• Exercise prompt:
Starting at the line with "TARGET = paint roller handle" in it, reproduce each line below through the last one, exactly, and include nothing else.

* Start Task inputs *

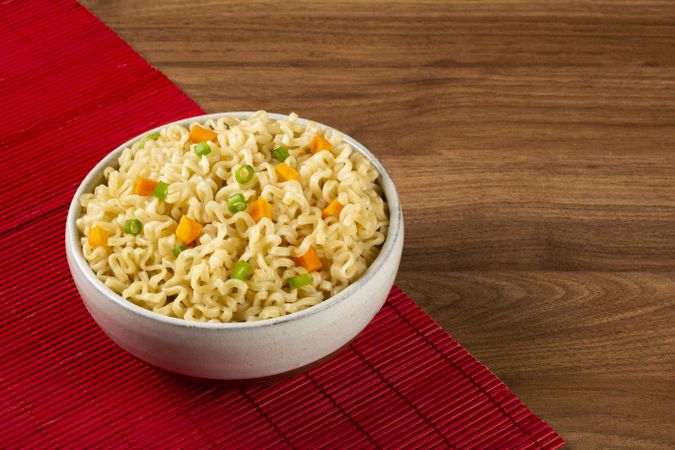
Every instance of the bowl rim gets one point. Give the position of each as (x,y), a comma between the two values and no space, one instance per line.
(75,249)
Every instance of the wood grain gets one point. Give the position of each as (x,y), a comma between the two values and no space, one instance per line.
(532,144)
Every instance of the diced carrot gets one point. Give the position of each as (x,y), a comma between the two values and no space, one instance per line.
(310,261)
(144,186)
(320,143)
(286,172)
(188,230)
(200,134)
(259,209)
(98,237)
(333,209)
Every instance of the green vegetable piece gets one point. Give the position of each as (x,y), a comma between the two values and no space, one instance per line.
(300,280)
(241,270)
(133,226)
(161,190)
(236,203)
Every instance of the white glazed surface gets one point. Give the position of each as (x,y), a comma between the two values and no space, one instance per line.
(237,351)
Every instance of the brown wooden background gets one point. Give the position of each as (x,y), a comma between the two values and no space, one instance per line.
(533,146)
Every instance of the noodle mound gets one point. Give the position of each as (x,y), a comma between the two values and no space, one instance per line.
(197,283)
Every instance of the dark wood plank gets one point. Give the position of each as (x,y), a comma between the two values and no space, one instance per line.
(532,145)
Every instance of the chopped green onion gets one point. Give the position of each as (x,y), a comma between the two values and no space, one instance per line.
(280,153)
(241,270)
(300,280)
(161,190)
(150,137)
(236,203)
(178,249)
(133,226)
(203,148)
(244,174)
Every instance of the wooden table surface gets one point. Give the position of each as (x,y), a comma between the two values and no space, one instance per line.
(533,146)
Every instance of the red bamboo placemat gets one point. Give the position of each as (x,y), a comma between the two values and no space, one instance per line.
(71,91)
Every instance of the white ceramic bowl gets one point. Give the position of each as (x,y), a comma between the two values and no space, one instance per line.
(249,352)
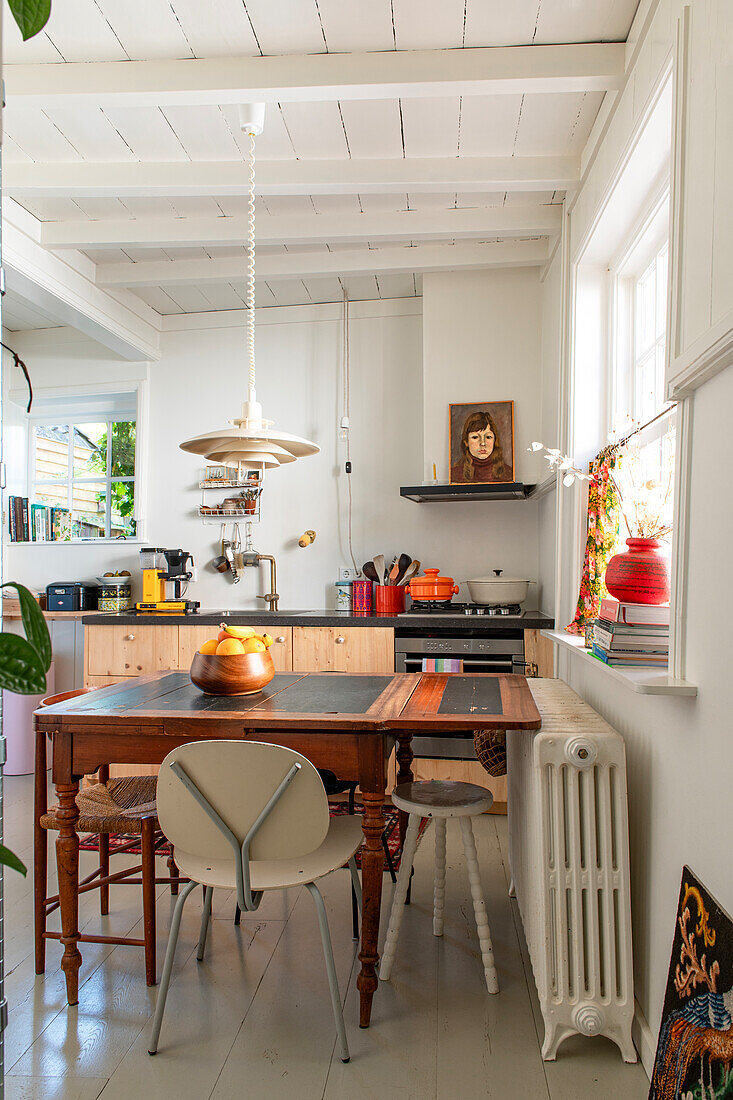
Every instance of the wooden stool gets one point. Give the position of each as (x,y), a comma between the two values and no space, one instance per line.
(439,800)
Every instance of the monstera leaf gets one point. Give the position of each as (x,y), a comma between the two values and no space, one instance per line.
(31,15)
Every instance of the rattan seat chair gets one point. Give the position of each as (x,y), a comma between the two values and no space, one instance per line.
(123,805)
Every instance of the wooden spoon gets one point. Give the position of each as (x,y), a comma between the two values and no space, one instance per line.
(403,562)
(409,572)
(370,572)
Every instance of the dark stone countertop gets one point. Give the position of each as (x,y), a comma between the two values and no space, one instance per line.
(526,619)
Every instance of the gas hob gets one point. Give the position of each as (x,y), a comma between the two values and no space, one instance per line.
(430,608)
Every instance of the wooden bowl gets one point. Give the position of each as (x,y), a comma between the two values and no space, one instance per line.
(236,674)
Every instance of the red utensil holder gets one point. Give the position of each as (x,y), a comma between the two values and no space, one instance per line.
(362,595)
(389,598)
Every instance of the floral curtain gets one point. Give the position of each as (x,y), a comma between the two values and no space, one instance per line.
(603,514)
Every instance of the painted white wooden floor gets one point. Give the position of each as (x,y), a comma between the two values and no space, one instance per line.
(254,1019)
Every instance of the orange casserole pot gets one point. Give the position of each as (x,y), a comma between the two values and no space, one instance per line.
(433,586)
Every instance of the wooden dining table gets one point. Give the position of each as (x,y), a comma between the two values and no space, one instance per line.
(346,723)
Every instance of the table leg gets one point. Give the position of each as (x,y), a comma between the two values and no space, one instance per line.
(372,869)
(67,857)
(404,774)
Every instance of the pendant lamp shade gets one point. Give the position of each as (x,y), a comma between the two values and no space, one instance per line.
(251,439)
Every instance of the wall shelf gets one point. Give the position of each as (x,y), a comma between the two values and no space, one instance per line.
(505,491)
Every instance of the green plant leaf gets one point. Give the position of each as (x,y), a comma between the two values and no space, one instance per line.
(10,859)
(34,624)
(21,668)
(31,15)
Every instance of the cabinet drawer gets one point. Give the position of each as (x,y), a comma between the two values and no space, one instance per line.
(343,649)
(192,637)
(130,650)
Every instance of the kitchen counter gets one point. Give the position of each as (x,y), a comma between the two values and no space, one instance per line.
(525,620)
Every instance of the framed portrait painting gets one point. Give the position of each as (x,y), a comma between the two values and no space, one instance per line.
(481,442)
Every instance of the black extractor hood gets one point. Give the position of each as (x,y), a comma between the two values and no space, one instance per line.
(499,491)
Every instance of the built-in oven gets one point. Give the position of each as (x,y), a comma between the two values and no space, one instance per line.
(480,651)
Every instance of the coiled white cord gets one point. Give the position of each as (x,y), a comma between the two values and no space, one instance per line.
(250,270)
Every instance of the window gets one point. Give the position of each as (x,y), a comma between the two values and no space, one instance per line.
(83,479)
(647,471)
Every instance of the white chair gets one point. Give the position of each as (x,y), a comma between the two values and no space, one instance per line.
(253,817)
(440,800)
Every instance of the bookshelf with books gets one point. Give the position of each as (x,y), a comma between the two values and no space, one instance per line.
(36,523)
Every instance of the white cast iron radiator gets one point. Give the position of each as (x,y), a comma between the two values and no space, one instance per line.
(568,831)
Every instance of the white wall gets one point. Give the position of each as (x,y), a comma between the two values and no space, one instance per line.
(678,748)
(199,383)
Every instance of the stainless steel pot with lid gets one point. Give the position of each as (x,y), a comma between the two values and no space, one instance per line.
(498,590)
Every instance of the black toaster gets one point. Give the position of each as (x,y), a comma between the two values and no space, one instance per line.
(72,596)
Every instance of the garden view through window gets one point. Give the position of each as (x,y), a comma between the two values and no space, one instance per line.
(84,480)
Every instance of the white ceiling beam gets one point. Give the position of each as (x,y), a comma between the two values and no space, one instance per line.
(69,297)
(394,261)
(315,77)
(188,178)
(297,229)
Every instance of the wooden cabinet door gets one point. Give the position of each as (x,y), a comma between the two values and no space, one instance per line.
(192,637)
(343,649)
(538,655)
(130,650)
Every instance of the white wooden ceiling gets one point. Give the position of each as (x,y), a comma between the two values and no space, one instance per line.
(153,179)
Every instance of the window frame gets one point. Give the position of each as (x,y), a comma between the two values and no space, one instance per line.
(74,406)
(72,479)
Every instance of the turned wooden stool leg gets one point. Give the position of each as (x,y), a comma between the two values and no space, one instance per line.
(479,906)
(40,853)
(173,870)
(104,869)
(148,845)
(67,862)
(439,876)
(400,894)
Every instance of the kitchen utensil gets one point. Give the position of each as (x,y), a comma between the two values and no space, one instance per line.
(234,674)
(403,562)
(433,586)
(389,598)
(362,595)
(498,590)
(370,572)
(409,572)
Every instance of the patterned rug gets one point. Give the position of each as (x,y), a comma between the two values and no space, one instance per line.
(90,842)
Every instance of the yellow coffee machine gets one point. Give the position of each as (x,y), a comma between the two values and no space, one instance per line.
(161,568)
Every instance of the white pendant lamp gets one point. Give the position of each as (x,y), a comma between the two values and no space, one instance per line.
(251,440)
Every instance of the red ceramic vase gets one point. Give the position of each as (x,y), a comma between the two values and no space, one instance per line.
(641,574)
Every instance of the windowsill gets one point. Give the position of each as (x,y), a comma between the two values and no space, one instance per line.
(644,681)
(80,542)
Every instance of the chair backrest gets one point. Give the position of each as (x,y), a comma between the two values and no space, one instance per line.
(238,779)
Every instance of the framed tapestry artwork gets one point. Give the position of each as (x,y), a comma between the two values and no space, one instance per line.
(481,442)
(695,1051)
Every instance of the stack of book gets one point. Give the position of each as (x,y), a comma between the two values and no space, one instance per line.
(632,635)
(35,523)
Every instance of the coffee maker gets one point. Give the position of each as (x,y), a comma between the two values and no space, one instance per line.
(163,568)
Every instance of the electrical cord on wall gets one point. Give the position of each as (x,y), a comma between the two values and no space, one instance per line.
(346,426)
(19,362)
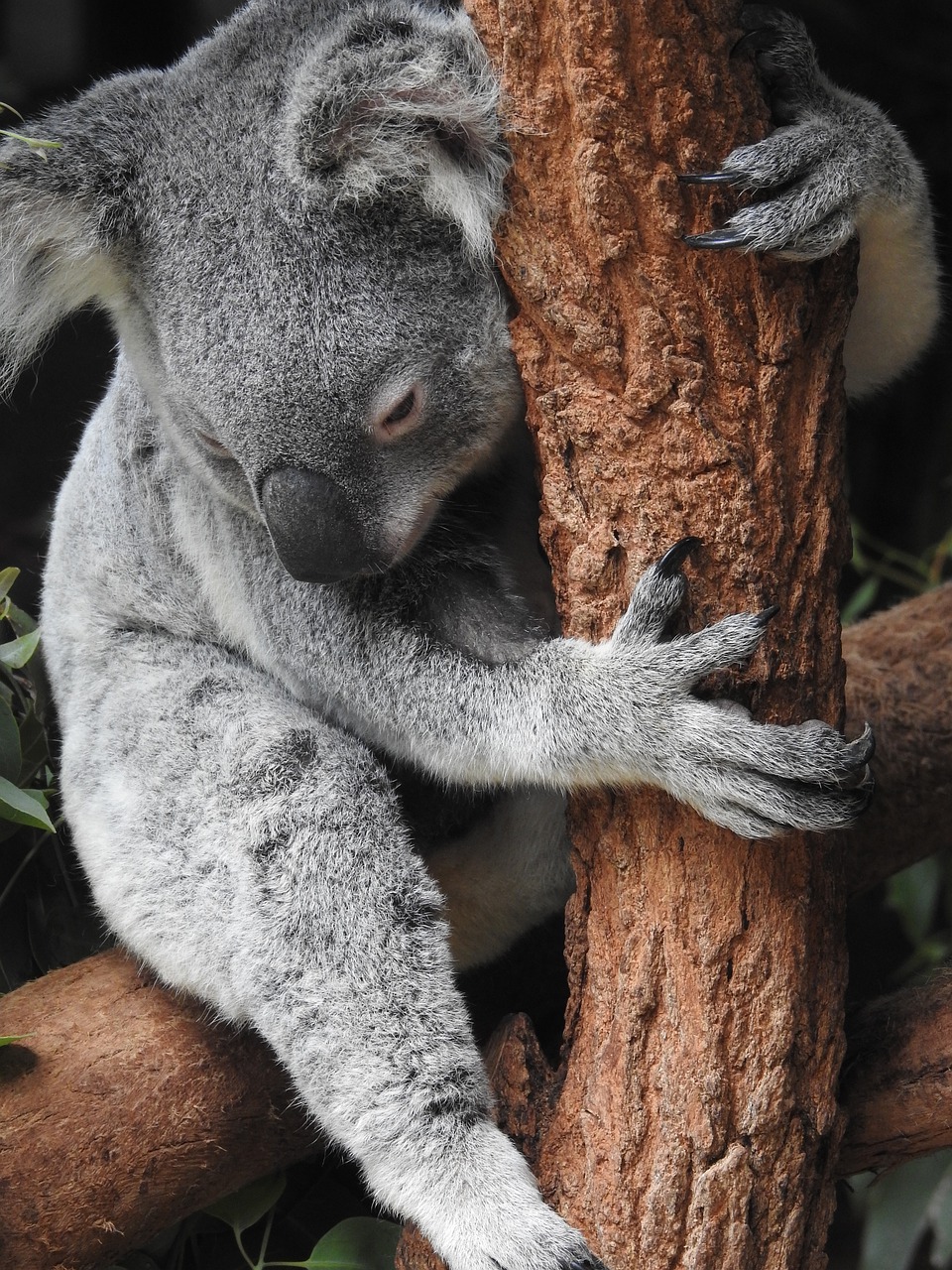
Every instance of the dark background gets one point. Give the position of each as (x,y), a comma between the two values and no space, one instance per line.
(900,444)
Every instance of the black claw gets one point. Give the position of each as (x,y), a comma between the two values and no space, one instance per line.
(674,557)
(716,239)
(757,40)
(756,16)
(707,178)
(865,793)
(869,748)
(767,615)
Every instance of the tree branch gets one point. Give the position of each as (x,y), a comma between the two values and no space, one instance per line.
(125,1109)
(897,1079)
(897,663)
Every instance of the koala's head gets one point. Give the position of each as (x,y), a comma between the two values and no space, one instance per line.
(291,231)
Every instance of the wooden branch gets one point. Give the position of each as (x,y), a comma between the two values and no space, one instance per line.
(897,1079)
(675,394)
(898,672)
(122,1110)
(126,1109)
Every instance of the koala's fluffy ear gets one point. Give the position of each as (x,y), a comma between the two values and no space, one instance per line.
(63,211)
(400,99)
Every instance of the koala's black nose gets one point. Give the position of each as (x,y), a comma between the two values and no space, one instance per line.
(313,526)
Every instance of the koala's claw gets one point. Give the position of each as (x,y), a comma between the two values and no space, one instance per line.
(717,240)
(674,557)
(707,178)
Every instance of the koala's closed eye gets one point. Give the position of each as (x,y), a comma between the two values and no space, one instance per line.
(398,420)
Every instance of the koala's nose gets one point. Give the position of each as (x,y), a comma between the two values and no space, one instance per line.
(313,526)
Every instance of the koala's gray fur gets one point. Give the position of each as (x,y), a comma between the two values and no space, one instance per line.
(293,567)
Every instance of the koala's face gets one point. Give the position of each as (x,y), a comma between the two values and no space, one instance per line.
(293,231)
(335,372)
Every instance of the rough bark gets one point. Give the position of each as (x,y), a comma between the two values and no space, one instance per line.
(897,1080)
(696,1118)
(122,1110)
(898,674)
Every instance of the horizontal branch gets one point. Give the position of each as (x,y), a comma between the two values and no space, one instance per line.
(125,1107)
(898,666)
(897,1079)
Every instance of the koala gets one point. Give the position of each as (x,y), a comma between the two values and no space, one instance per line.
(294,571)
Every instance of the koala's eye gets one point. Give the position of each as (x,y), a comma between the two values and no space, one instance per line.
(400,417)
(214,445)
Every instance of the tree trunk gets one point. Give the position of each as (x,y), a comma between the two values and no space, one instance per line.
(694,1119)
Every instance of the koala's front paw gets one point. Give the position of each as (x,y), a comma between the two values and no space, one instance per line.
(486,1213)
(832,159)
(754,779)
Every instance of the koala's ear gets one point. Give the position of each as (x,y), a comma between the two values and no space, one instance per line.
(63,211)
(400,99)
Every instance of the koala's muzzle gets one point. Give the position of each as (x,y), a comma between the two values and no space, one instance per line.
(313,526)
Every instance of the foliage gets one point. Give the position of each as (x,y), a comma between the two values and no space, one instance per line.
(26,779)
(354,1243)
(881,566)
(39,146)
(45,920)
(902,1209)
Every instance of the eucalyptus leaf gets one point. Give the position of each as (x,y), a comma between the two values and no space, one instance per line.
(19,651)
(22,622)
(35,747)
(939,1214)
(24,807)
(357,1243)
(245,1206)
(897,1213)
(914,894)
(10,754)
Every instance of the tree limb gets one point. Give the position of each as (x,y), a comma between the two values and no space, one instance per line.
(897,1078)
(125,1109)
(898,671)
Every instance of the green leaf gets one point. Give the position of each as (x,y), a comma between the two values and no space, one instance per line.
(24,807)
(939,1215)
(357,1243)
(7,575)
(10,753)
(897,1213)
(35,747)
(22,622)
(245,1206)
(861,601)
(914,894)
(19,651)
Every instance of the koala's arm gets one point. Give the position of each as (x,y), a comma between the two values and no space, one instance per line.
(834,169)
(569,714)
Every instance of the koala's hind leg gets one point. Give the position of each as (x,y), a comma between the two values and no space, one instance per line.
(506,875)
(257,856)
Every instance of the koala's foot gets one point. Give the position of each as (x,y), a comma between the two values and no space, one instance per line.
(833,158)
(754,779)
(483,1210)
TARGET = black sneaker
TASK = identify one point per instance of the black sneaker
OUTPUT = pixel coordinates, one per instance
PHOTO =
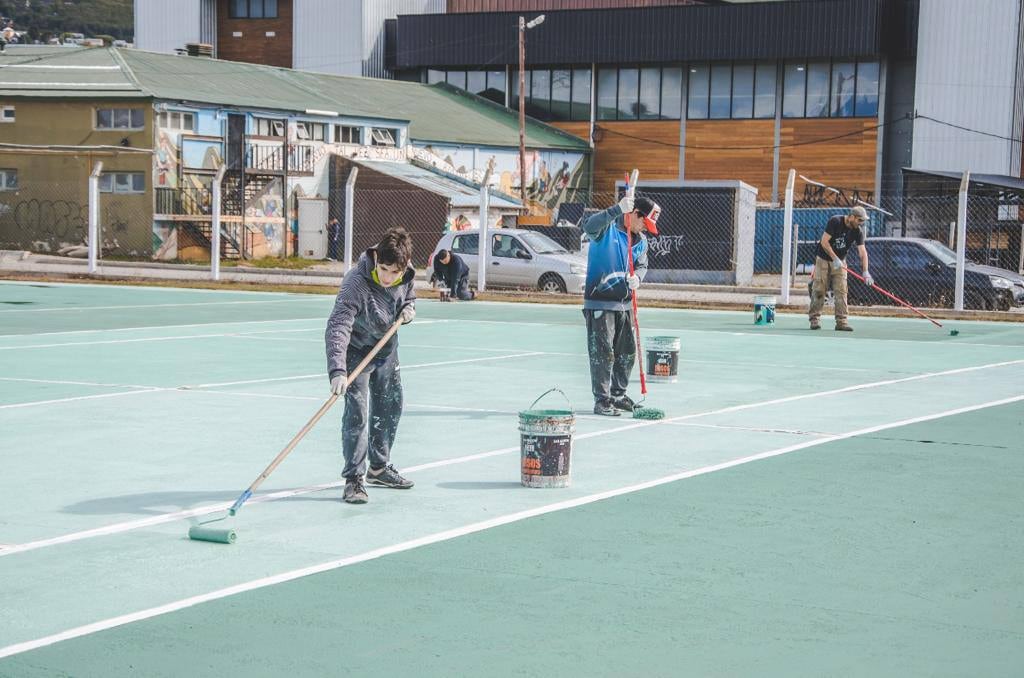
(355, 493)
(605, 409)
(624, 403)
(388, 477)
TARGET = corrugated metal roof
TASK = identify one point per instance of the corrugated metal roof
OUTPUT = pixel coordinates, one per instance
(434, 113)
(461, 195)
(64, 72)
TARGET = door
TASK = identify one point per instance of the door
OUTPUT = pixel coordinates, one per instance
(312, 227)
(510, 262)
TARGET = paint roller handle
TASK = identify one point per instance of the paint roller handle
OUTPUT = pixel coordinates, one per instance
(312, 422)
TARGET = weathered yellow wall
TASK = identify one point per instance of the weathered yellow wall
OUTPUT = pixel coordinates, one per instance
(49, 210)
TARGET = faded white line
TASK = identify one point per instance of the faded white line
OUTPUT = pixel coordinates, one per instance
(470, 528)
(171, 517)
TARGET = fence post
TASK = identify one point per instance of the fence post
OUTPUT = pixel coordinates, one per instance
(961, 241)
(349, 219)
(482, 248)
(787, 237)
(93, 237)
(215, 225)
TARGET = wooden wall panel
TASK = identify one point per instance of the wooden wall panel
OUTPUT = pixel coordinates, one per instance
(615, 155)
(254, 46)
(753, 166)
(846, 163)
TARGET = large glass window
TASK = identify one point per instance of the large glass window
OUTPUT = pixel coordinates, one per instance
(650, 93)
(844, 74)
(254, 9)
(794, 90)
(561, 92)
(457, 79)
(581, 94)
(764, 91)
(721, 84)
(696, 104)
(867, 89)
(476, 81)
(817, 90)
(742, 90)
(672, 93)
(629, 93)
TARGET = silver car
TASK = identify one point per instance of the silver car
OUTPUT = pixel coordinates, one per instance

* End Task inputs *

• Problem solution:
TARGET = paint roller handle
TASK = identify one point per instance of the paint roller handle
OUTPUT = pixel coordinates, one per instance
(312, 422)
TARGET = weathered yellow wall
TASK = identify one point per instance of the weathered yellow wall
OUTPUT = pixel coordinates, one per instance
(49, 210)
TARGET = faded white line
TASK = identify one point per instance of the faded white line
OUTPUT = pixel coordinates, one per instance
(470, 528)
(171, 517)
TARGET = fence post
TASK = identify one point per instance of the fence post
OUTPUT = pixel coordinates, one per instance
(961, 241)
(349, 219)
(482, 248)
(787, 237)
(93, 237)
(215, 225)
TARGET = wooden wall panel
TASK = identify one point per instance of the wooden wall panel
OUTPUT = pixel coordinates, one per instance
(615, 155)
(254, 46)
(753, 166)
(846, 163)
TARGET = large glass window
TASK = identify one point per instance of the large glass window
OUTPUT = pixel coordinates, one per instance
(650, 93)
(844, 74)
(254, 9)
(794, 90)
(561, 92)
(457, 79)
(581, 94)
(764, 91)
(721, 84)
(696, 104)
(867, 89)
(476, 81)
(817, 90)
(742, 90)
(672, 93)
(629, 93)
TARGET = silver car
TASK = identify one point per instance of the silver car
OUTPUT = pixel coordinates, one per instance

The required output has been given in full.